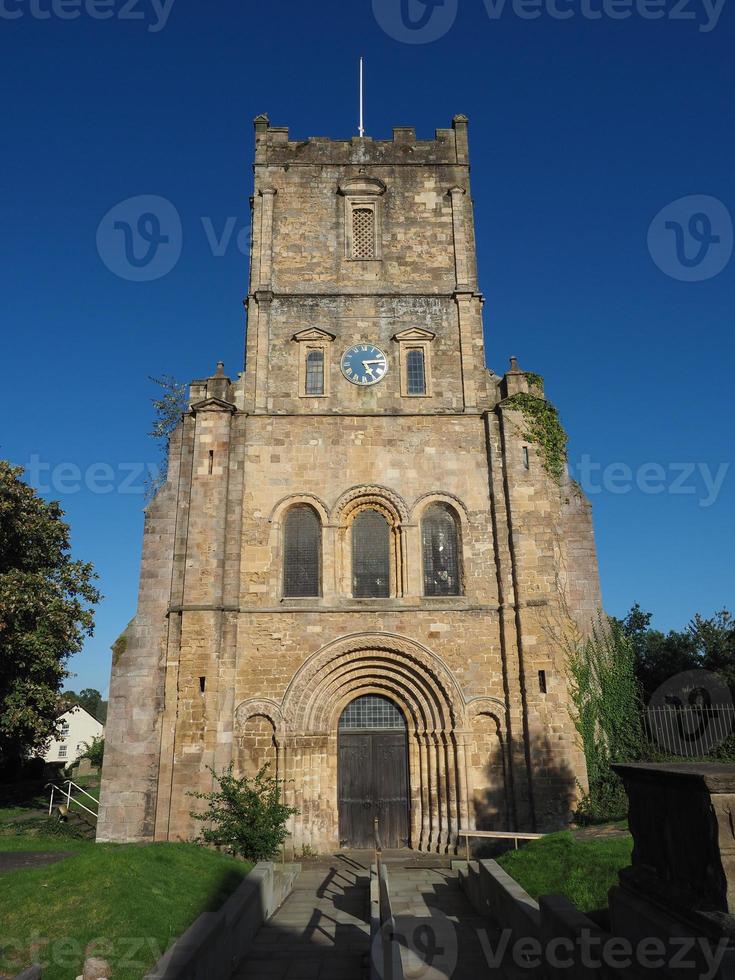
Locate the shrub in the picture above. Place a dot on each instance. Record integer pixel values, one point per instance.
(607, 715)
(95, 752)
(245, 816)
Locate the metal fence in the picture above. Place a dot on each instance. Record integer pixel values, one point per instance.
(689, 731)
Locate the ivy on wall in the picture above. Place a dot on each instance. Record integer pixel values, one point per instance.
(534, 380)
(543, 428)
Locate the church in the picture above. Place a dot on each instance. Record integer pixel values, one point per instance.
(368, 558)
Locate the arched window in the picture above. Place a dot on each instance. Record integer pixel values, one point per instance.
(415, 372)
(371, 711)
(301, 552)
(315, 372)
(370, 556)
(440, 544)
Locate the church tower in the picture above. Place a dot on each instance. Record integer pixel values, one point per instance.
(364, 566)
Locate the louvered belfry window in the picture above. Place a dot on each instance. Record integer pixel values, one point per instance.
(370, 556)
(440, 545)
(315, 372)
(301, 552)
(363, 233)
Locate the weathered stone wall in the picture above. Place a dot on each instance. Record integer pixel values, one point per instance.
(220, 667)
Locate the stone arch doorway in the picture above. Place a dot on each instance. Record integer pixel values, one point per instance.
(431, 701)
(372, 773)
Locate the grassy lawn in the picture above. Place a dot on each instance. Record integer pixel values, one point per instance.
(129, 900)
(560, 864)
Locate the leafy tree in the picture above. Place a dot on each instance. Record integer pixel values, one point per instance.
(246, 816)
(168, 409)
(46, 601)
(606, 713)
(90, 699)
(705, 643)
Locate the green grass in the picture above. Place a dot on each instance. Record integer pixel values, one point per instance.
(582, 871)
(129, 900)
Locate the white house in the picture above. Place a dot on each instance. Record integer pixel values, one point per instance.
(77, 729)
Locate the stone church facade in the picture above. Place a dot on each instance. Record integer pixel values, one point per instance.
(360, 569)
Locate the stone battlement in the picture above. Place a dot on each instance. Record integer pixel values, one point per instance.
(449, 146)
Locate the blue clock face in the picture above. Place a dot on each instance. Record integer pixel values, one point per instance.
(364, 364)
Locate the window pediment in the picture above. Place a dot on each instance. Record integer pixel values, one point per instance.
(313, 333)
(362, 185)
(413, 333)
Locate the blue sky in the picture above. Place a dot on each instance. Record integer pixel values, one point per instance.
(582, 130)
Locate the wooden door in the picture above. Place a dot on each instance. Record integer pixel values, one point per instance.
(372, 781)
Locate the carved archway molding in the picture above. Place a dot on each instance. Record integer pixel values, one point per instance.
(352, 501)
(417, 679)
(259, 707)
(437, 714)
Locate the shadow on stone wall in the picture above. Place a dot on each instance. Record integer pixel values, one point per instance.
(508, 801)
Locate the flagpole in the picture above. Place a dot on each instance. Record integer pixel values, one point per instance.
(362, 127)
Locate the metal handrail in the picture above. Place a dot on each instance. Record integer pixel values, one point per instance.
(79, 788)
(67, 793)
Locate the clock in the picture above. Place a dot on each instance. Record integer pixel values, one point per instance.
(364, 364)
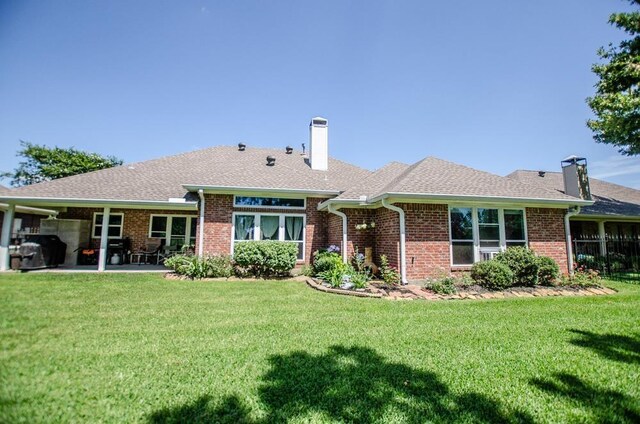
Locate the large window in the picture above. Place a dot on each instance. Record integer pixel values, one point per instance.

* _Your task_: Images in the data above are to be skipped. Retype all other material exactly.

* _Solution_:
Locate the shrub in the picture above. Place a dot on each instance. Record integer pixel values, one point per instance.
(607, 715)
(95, 752)
(245, 816)
Locate the metal fence in the picture above. Place a dot on each instance. Record integer pixel values, one point per instance.
(689, 731)
Locate the ivy on wall in the picture above. Place a dot on each instance. Record integer pixel values, one point per instance.
(534, 380)
(543, 428)
Locate the church in the picture above. Place a dot on each instance. Record integer pixel values, one point per instance.
(368, 558)
Locate the arched window in the picture above. Place a dot on each instance. Record integer pixel values, one point per instance.
(415, 372)
(371, 711)
(301, 552)
(315, 372)
(370, 556)
(440, 544)
Locate the church tower in the picture above. Place a dot on each instance. Record integer pixel values, one point per instance.
(364, 566)
Locate the louvered belfry window in the picture above. Place a dot on each instance. Record integer pixel values, one point per instance.
(370, 556)
(440, 545)
(315, 372)
(301, 552)
(363, 233)
Locate the weathered stone wall in the picture above. Place a dot on each instance. Record integer pixel values, one point per instance.
(220, 667)
Locate the stone arch doorway in the picture above. Place a dot on each instance. Record integer pixel values, one point per instance.
(431, 701)
(372, 773)
Locate the grassy lawn in the picture above. Place a dot on each instance. Record integer pixel values, one point per instance.
(129, 900)
(560, 864)
Locate the leafy tree in the picture above. Place a dot on each instance. Record integer pixel values, one point per instance.
(246, 816)
(168, 409)
(46, 601)
(606, 713)
(90, 699)
(705, 643)
Locate the green grass in the picture above. Place a dot on each instance. Record integer pixel values, one point per instance.
(582, 871)
(129, 900)
Locate the white house in the picture above. Place a dot on each instance. Record integer pixel values, one point per instance.
(77, 729)
Locate the stone church facade in the picture above. Place a dot on each instance. Record integer pixel values, one point per instance.
(360, 569)
Locate the stone battlement in the picture above. Place a dot on each instance. Record integer pixel values, one point per instance.
(449, 146)
Locate the blue clock face in the picture above. Place a dot on each instance. Record integer pixel values, one point per instance.
(364, 364)
Locate the window pediment in the picture above. Place a dot on each instance. Record integer pixel values, one point per instance.
(313, 333)
(362, 185)
(413, 333)
Locate the blue sky in the picture above. Place a dot on each instance. Record integer pixel values, one point per instance.
(582, 130)
Locate the wooden door in the picture above. Place a dot on each instance. Record integer pixel values, one point per instance.
(372, 781)
Locate the carved archway molding in the picture above. Place a dot on each instance. Record integer pixel values, one point per instance.
(352, 501)
(417, 679)
(259, 707)
(437, 714)
Locate the shadow on stone wall in the picture above. Place a dot on each instance. Record integer pixel values, one point per instance.
(508, 801)
Locate the flagpole in the picture above. Place a dot on each instance. Record integer pixel values, one point per instance.
(362, 127)
Locate the metal handrail in the picture above. Place a dot on each instance. Record integer pixel values, one point per instance.
(79, 788)
(67, 793)
Locate the clock in the picture above. Place a dot on each instance. Record integer pixel values, one point per instance.
(364, 364)
Locate the large window in the picture above. Place a dot on each instance. Record integer pixel values, one point per instance.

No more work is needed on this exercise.